▶ [Written problem]:
Reproduce this listing in full.
** Begin **
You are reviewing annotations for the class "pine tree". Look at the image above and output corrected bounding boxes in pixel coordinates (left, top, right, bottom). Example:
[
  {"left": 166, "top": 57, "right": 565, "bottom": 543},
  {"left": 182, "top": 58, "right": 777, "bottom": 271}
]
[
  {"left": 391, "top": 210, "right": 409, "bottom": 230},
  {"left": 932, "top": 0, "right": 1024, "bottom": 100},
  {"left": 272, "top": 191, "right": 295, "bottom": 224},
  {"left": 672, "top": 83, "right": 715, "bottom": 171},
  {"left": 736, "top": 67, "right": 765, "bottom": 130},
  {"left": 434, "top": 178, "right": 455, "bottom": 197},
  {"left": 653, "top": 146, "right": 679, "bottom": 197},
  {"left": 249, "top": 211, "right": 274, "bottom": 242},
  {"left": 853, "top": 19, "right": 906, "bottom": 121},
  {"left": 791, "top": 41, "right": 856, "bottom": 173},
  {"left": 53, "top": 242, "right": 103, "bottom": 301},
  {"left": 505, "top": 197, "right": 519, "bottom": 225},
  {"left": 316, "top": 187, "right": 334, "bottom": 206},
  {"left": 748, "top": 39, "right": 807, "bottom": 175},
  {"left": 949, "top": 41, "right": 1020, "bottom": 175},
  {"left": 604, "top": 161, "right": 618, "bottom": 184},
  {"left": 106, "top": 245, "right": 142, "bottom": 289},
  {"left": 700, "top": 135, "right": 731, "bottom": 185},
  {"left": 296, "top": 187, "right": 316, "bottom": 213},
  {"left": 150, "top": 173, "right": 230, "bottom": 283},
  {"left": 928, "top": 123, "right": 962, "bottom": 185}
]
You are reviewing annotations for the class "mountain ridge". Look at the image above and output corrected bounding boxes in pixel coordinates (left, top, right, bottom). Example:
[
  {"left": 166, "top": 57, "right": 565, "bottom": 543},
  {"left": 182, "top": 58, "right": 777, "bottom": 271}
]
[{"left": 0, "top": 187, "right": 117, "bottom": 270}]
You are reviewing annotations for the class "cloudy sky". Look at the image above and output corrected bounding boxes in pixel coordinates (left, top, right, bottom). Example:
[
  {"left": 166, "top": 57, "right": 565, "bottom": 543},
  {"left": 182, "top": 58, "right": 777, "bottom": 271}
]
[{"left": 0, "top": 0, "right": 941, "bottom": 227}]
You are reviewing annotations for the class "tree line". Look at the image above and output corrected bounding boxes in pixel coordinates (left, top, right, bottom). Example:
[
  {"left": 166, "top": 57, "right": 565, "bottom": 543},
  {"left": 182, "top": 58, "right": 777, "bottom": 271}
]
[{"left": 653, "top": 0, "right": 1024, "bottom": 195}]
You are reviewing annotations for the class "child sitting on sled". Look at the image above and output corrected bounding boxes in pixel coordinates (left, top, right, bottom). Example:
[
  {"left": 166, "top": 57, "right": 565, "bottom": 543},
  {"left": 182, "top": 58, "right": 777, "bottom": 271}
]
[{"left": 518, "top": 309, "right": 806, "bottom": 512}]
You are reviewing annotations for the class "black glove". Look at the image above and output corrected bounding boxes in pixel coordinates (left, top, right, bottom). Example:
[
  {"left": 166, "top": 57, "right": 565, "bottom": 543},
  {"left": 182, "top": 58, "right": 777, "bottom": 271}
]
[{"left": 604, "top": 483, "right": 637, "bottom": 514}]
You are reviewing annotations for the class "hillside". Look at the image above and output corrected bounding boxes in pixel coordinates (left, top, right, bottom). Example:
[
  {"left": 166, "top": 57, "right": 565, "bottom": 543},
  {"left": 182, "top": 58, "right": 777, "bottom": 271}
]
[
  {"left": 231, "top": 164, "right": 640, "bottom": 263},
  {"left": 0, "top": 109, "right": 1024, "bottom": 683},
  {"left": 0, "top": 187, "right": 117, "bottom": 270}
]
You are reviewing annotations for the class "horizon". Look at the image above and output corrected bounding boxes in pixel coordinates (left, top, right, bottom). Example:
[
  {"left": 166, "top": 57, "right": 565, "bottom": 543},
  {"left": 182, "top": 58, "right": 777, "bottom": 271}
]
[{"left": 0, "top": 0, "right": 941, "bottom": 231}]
** End **
▶ [Response]:
You are reviewing annotations for the class "pine tree". Look at the image above and output corrected bounding boxes in pixel coordinates (left, top, right, bottom). Example:
[
  {"left": 166, "top": 57, "right": 565, "bottom": 543},
  {"left": 182, "top": 58, "right": 777, "bottom": 271}
]
[
  {"left": 391, "top": 210, "right": 409, "bottom": 230},
  {"left": 932, "top": 0, "right": 1024, "bottom": 100},
  {"left": 272, "top": 191, "right": 295, "bottom": 224},
  {"left": 672, "top": 83, "right": 715, "bottom": 171},
  {"left": 736, "top": 67, "right": 765, "bottom": 130},
  {"left": 434, "top": 178, "right": 455, "bottom": 197},
  {"left": 653, "top": 146, "right": 679, "bottom": 197},
  {"left": 249, "top": 211, "right": 274, "bottom": 242},
  {"left": 853, "top": 19, "right": 906, "bottom": 121},
  {"left": 791, "top": 41, "right": 856, "bottom": 173},
  {"left": 53, "top": 242, "right": 103, "bottom": 301},
  {"left": 505, "top": 197, "right": 519, "bottom": 225},
  {"left": 316, "top": 187, "right": 334, "bottom": 206},
  {"left": 748, "top": 39, "right": 807, "bottom": 175},
  {"left": 949, "top": 41, "right": 1020, "bottom": 175},
  {"left": 604, "top": 161, "right": 618, "bottom": 184},
  {"left": 106, "top": 245, "right": 142, "bottom": 289},
  {"left": 700, "top": 135, "right": 731, "bottom": 185},
  {"left": 296, "top": 187, "right": 316, "bottom": 213},
  {"left": 150, "top": 173, "right": 230, "bottom": 283},
  {"left": 928, "top": 123, "right": 962, "bottom": 185}
]
You are reviewing annotations for the class "mountain ridge". Look at the image above and output corrected bounding boxes in pixel coordinates (left, top, right, bottom). Example:
[
  {"left": 166, "top": 57, "right": 565, "bottom": 543},
  {"left": 182, "top": 58, "right": 777, "bottom": 271}
]
[{"left": 0, "top": 187, "right": 117, "bottom": 270}]
You are reviewing annotations for the class "cloudy sky". Look at the image above and output corrected bounding boxes in pixel coordinates (left, top, right, bottom). Example:
[
  {"left": 166, "top": 57, "right": 565, "bottom": 543},
  {"left": 182, "top": 58, "right": 777, "bottom": 271}
]
[{"left": 0, "top": 0, "right": 941, "bottom": 227}]
You are reviewing annotations for the class "tree line". Look at the image above and output corrected bounding boxes in pixel coordinates (left, top, right, bottom). Example:
[
  {"left": 166, "top": 57, "right": 565, "bottom": 543},
  {"left": 182, "top": 58, "right": 777, "bottom": 271}
]
[{"left": 653, "top": 0, "right": 1024, "bottom": 195}]
You are reviewing annotations for the class "child sitting on sled". Look at the image above and output corrected bounding boxes in pixel coordinates (left, top, right, bottom). Example:
[
  {"left": 166, "top": 57, "right": 565, "bottom": 543},
  {"left": 182, "top": 58, "right": 777, "bottom": 271}
]
[{"left": 518, "top": 309, "right": 806, "bottom": 512}]
You are reviewing annotations for the class "black glove". Look at the image above and output corrected bounding boxes in pixel coordinates (left, top, right, bottom). Example:
[
  {"left": 166, "top": 57, "right": 565, "bottom": 543},
  {"left": 182, "top": 58, "right": 777, "bottom": 271}
]
[{"left": 604, "top": 483, "right": 637, "bottom": 514}]
You are reviewing annotations for the class "hillside". Look at the image above and output corrected bounding boxes in pixel coordinates (left, top, right, bottom). Example:
[
  {"left": 166, "top": 57, "right": 565, "bottom": 543},
  {"left": 182, "top": 58, "right": 777, "bottom": 271}
]
[
  {"left": 231, "top": 164, "right": 640, "bottom": 263},
  {"left": 0, "top": 109, "right": 1024, "bottom": 683},
  {"left": 0, "top": 187, "right": 117, "bottom": 270}
]
You are reviewing annotations for the class "horizon". Look at the image above and output corrected bounding boxes in pixel coordinates (left, top, right, bottom). Example:
[
  {"left": 166, "top": 57, "right": 565, "bottom": 543},
  {"left": 182, "top": 58, "right": 777, "bottom": 271}
]
[{"left": 0, "top": 0, "right": 941, "bottom": 231}]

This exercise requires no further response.